*YANG DIKERJAKAN*:
(A) Dalam tulisan tentang simposium tragedi 1965, siapa yang membantah pandangan bahwa kejadian 1965-1966 adalah konflik horizontal?
(B) Lanjutkan tulisan tentang simposium tragedi 1965 setelah kalimat terakhirnya.

POLEMIK: Rekonsiliasi Jangan Basa-basi

Sabtu, 27 April 2019 20:06 WIB
Bagikan Artikel Ini
img-content0
img-content
Iklan
img-content
Dukung penulis Indonesiana untuk terus berkarya

Simposium mengenai tragedi 1965 digelar. Jika negara tak siap meminta maaf, lupakan saja rekonsiliasi.

Simposium nasional “Membedah Tragedi 1965” merupakan langkah penting dalam perjalanan bangsa. Sebuah ikhtiar yang hendak menyembuhkan luka. Tapi upaya ini tidak bisa dilakukan setengah hati.

Jempol layak kita acungkan kepada Gubernur Lembaga Ketahanan Nasional Agus Widjojo dan anggota Dewan Pertimbangan Presiden Sidarto Danusubroto, penggerak simposium yang digelar pekan lalu itu. Ini pertama kali pemerintah mempertemukan sejumlah pihak yang berkaitan dengan tragedi 1965. Berbagai kubu yang berseberangan hadir. Penyintas, keluarga korban, akademikus, aktivis, juga tentara yang mendaki karier sejak awal Orde Baru, berada di satu ruangan. Begitu banyak orang berebut bersuara, menumpahkan gundah yang terpendam lebih dari setengah abad.

Simposium ini memang belum ideal. Menteri Koordinator Politik, Hukum, dan Keamanan Luhut Pandjaitan membuka dengan pernyataan aneh. “Minta maaf kepada siapa? Korban mana? Tak ada pikiran bahwa pemerintah akan ke sana-kemari minta maaf. Tak ada.” Ucapan ini menerbitkan pertanyaan: jika negara tak mau mengakui dan meminta maaf atas perannya “mendorong” kekerasan massal 1965, lantas mengapa pula ada gagasan rekonsiliasi? Bukankah langkah awal rekonsiliasi adalah mengakui kesalahan?

Beberapa pembicara dalam simposium juga terkesan mereduksi skala tragedi, dengan menyebut kejadian 1965-1966 adalah konflik horizontal. Pandangan ini dibantah dengan bagus oleh sosiolog Ariel Heryanto. Perjalanan sejarah membuktikan, selalu ada campur tangan negara dalam kekerasan yang begitu masif di berbagai penjuru negeri. Ratusan ribu orang dibunuh dan puluhan ribu orang dipenjarakan belasan tahun tanpa pengadilan.

*Contoh pelabelan titik*:

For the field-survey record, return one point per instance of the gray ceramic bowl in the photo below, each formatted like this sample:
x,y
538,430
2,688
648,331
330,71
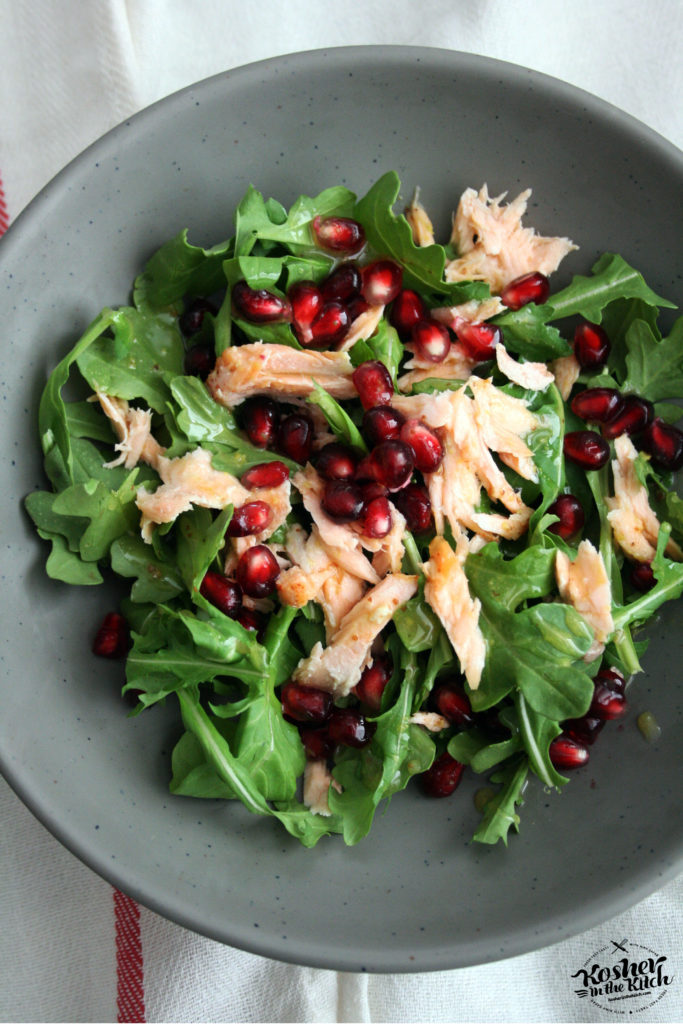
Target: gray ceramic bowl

==

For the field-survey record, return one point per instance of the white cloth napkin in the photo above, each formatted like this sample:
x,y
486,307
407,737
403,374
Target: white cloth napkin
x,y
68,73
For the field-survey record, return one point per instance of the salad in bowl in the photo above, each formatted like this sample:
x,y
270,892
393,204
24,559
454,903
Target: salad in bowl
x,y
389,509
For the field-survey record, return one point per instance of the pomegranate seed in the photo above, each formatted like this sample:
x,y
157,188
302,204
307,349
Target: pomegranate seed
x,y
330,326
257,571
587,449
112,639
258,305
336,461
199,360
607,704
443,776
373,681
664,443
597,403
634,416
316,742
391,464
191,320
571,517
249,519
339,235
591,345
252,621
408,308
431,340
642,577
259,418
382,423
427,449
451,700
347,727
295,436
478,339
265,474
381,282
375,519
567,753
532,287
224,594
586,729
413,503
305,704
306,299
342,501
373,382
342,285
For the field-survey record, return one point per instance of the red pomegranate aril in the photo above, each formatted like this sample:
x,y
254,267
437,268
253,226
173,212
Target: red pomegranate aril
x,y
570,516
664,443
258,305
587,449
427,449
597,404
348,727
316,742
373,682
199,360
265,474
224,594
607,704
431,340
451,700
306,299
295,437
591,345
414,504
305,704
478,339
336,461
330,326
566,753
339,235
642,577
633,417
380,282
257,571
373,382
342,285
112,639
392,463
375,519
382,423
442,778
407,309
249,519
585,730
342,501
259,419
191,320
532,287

---

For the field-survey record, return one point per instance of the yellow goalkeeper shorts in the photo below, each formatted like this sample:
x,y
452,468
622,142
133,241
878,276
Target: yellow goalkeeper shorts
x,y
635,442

*SOAL TERJAWAB*:
(A) Sosiolog Ariel Heryanto.

(B)
Konflik horizontal dan vertikal bukan sekadar istilah, masing-masing punya konsekuensi berbeda. Konflik yang berkobar di kalangan masyarakat  berlangsung sporadis, acak, dengan korban nyawa mungkin puluhan atau beberapa ratus orang. Namun, pada 1965-1967, ada mobilisasi kekerasan sehingga korban ratusan ribu dalam waktu singkat. Ada pelatihan, pembagian senjata, juga pengerahan logistik. Bahkan, setelah para tahanan pulang dari Pulau Buru, Presiden Soeharto masih melestarikan kekerasan dengan menerbitkan peraturan “bersih lingkungan”, 1981. Maka, berlanjutlah pengucilan bagi mereka yang terlibat PKI, yang dituduh PKI, juga keluarganya.

Rekonsiliasi memang tak bisa hanya berdasar saling-silang komentar, tapi harus berangkat dari fakta. Menteri Luhut pun menantang disodorkan data yang membuktikan peran negara dalam tragedi 1965. Sebetulnya ini tantangan yang tak sulit. Komisi Nasional Hak Asasi Manusia, pada 2009-2012, telah menginvestigasi kasus ini di seluruh negeri. Testimoni korban dan pelaku, penelusuran kuburan massal, menguatkan adanya mobilisasi kekerasan massal dan pelanggaran berat hak asasi manusia pada 1965 dan meluas hingga awal 1970.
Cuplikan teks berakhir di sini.